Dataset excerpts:
---------------

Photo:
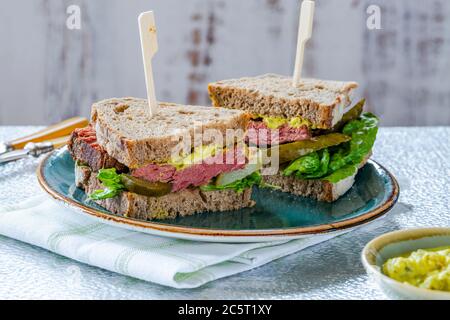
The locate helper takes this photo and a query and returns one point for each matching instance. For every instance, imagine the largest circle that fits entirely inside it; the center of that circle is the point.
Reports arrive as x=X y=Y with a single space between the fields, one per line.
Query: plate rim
x=203 y=232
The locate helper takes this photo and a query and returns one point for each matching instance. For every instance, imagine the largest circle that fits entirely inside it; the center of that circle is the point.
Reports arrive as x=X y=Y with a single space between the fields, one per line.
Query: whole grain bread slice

---------------

• _TASK ITEM_: An exact copy of all the entries above is required, with every picture left out.

• _SOLUTION_:
Photo:
The locate helper takes this photo and a query and returns one point for each matching instance. For every instance, imagine the largest circle that fits entirely inside it; the center of that circle is the point.
Reports arrive as x=X y=Y with a single space between the fields, one per line.
Query: plate rim
x=203 y=232
The locate helper takes this photo and a query and returns one point for each matching instance. For every instance, imagine the largest circle that fits entirely inside it; the center of that circle is the point.
Reports arrive as x=X y=Y with a single space between the fields, one per line.
Query: whole grain bread slice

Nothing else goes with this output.